Coordinate annotation items

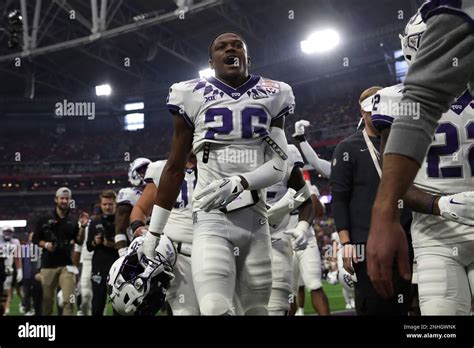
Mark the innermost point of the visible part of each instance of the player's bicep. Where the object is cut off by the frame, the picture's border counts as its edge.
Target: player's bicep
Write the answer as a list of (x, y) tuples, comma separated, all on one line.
[(122, 218), (278, 122), (383, 141), (145, 203), (296, 180)]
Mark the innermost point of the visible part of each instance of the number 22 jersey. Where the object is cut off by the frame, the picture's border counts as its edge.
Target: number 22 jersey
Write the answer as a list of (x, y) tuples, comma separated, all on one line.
[(448, 167)]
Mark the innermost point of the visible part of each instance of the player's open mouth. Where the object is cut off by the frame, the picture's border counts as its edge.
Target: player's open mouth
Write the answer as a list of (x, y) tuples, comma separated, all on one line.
[(231, 60)]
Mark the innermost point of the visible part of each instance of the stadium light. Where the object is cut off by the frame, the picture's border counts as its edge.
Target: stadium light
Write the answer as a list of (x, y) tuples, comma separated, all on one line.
[(134, 106), (12, 223), (321, 41), (206, 73), (103, 90)]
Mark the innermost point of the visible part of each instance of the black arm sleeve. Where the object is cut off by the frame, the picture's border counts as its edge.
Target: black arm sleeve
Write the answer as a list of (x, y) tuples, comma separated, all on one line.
[(341, 185), (38, 232), (90, 236)]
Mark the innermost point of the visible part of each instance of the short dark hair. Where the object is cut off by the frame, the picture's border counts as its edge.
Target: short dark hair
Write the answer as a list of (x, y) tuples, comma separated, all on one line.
[(224, 32)]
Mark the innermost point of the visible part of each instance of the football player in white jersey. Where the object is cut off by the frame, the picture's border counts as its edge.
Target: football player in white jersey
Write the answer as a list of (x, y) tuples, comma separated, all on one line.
[(179, 229), (444, 248), (126, 199), (234, 123), (307, 264), (340, 275), (284, 197)]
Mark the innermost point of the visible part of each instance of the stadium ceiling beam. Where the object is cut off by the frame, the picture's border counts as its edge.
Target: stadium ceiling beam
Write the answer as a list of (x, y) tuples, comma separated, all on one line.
[(44, 83), (244, 23), (170, 42), (79, 17), (26, 34), (34, 29), (114, 11), (107, 34)]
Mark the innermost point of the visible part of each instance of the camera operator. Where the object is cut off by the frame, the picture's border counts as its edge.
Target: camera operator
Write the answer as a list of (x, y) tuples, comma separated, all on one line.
[(56, 233), (100, 239)]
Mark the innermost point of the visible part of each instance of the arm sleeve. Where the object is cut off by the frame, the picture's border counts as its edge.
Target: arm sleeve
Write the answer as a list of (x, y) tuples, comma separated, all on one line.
[(38, 233), (284, 103), (153, 172), (273, 170), (90, 236), (321, 166), (432, 84), (178, 103), (341, 185)]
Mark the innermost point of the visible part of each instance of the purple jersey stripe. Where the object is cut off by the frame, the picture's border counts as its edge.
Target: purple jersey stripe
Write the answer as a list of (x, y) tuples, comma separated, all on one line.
[(174, 109), (435, 7), (382, 121)]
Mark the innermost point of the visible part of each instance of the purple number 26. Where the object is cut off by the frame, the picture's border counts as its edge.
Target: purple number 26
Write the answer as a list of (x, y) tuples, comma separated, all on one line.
[(227, 119)]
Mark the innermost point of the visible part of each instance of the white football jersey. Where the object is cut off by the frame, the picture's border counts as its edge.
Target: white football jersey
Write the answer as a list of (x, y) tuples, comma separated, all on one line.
[(129, 195), (179, 227), (230, 124), (448, 167), (278, 190)]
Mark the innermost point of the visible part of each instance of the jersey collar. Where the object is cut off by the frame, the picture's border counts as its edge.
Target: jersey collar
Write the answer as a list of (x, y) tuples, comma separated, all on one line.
[(234, 93)]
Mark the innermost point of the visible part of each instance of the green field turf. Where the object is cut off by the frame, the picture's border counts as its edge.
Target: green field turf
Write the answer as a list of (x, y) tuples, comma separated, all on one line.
[(333, 292)]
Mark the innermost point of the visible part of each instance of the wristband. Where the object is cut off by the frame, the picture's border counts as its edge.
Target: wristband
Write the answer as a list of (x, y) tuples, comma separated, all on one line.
[(300, 138), (431, 204), (136, 224)]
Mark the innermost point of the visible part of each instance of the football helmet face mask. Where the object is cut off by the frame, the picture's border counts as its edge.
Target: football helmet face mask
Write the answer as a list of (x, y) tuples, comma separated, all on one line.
[(138, 287), (411, 39), (136, 171)]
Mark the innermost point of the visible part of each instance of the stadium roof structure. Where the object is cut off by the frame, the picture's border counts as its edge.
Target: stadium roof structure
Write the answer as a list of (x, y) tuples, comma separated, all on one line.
[(140, 47)]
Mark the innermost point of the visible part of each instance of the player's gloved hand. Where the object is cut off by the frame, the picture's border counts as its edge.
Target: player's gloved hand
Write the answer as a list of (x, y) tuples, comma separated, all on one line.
[(19, 275), (458, 207), (123, 251), (220, 193), (150, 242), (298, 235), (300, 127)]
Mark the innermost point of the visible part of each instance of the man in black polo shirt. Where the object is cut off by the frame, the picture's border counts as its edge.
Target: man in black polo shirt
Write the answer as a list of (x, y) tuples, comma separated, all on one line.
[(56, 233), (100, 239), (355, 177)]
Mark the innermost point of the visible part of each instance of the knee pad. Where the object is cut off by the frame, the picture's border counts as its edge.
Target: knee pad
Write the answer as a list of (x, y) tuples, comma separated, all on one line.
[(214, 304), (442, 287), (440, 307), (257, 311)]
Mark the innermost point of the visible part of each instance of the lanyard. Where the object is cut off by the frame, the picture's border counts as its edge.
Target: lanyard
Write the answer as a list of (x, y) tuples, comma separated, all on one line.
[(374, 153)]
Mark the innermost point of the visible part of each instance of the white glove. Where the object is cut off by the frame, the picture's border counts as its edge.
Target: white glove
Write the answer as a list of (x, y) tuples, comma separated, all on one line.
[(123, 251), (220, 193), (19, 276), (299, 127), (150, 242), (298, 236), (458, 207)]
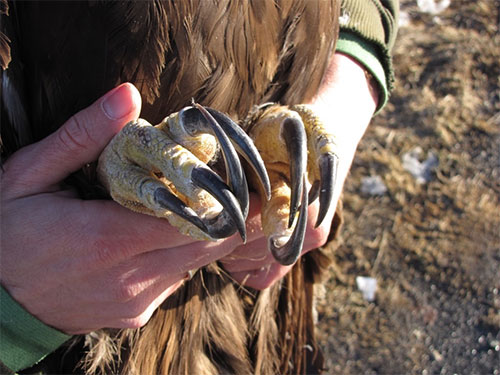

• CHALLENGE: Express the items from the line containing "the white glove." through the end of the items as a Markdown table with the columns Row and Line, giving each line its own row. Skip blank lines and leave the pictures out.

• RESULT OF THE EXERCISE:
| Row | Line |
|---|---|
| 1 | Mark the innermost point of the visible part of each instance of the white glove. Where the object is cut off by the frame, the picture's border counts as its edge. |
| 2 | Target: white glove |
| 3 | Write the answer as a list of (x, y) tuples, comma separated, all on one line. |
| 4 | [(123, 251), (220, 193), (19, 276), (299, 127), (150, 242), (298, 236), (458, 207)] |